▸ OBJECTIVE
All of the records listed below should be retyped exactly.
-- BEGIN MATERIAL SHOWN --
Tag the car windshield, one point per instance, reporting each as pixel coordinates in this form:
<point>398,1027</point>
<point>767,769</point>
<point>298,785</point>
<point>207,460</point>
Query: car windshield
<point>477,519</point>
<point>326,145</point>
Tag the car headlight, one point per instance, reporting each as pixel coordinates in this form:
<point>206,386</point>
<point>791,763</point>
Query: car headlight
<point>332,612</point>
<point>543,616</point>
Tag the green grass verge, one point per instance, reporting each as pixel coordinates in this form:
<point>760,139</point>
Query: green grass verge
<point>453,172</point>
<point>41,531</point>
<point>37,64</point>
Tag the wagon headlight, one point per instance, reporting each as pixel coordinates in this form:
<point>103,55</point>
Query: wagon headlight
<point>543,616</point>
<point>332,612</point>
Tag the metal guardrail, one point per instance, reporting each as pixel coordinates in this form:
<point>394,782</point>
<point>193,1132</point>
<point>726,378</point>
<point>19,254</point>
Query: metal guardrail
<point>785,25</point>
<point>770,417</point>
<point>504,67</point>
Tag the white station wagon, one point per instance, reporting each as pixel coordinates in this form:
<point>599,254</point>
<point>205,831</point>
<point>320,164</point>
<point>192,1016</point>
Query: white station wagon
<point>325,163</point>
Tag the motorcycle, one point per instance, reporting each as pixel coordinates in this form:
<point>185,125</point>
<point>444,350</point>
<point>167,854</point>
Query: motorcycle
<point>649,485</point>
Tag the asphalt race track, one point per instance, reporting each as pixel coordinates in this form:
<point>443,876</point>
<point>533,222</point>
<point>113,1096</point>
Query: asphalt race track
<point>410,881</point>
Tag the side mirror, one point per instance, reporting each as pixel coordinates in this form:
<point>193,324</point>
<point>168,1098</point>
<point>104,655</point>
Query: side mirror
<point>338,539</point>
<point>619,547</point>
-- END MATERIAL SHOWN --
▸ THE SOLUTION
Tag the car windshield, one point per instance, reporting each as pixel coordinates in this form:
<point>398,1027</point>
<point>767,769</point>
<point>298,785</point>
<point>207,460</point>
Query: car windshield
<point>477,519</point>
<point>326,145</point>
Tag the car headlight, one point per instance, reporting each as pixel coordinates in this form:
<point>206,386</point>
<point>791,763</point>
Query: car headlight
<point>332,612</point>
<point>543,616</point>
Tag the green grass verge, one point per instance, reporting each as pixel coordinates in this form:
<point>760,139</point>
Query: green grass verge
<point>453,172</point>
<point>41,531</point>
<point>37,64</point>
Tag the wagon headlight, one point per instance, reporting each as pixel coordinates in this form:
<point>103,55</point>
Query: wagon headlight
<point>543,616</point>
<point>332,612</point>
Tag the metal guardrail, one point per instance, reporting each as pixel coordinates in this form:
<point>394,782</point>
<point>193,1132</point>
<point>726,378</point>
<point>19,254</point>
Query: metal guardrail
<point>785,25</point>
<point>770,417</point>
<point>504,67</point>
Tag the white station wagon, one point per instance, reporting each as pixel coordinates in this form:
<point>599,254</point>
<point>205,831</point>
<point>320,164</point>
<point>192,1016</point>
Query: white station wagon
<point>325,163</point>
Tag the motorcycle, one point per instance, reporting each as pixel coordinates in this form:
<point>185,125</point>
<point>444,350</point>
<point>167,854</point>
Query: motorcycle
<point>649,485</point>
Tag the asphalt race track, one point per instance, reporting each as pixel coordinates in this form:
<point>443,876</point>
<point>533,222</point>
<point>113,1096</point>
Query: asphalt race track
<point>410,881</point>
Tag the side mirror, one point per instance, reporting each as pixel coordinates in this form:
<point>193,324</point>
<point>168,1098</point>
<point>104,655</point>
Query: side mirror
<point>338,539</point>
<point>619,547</point>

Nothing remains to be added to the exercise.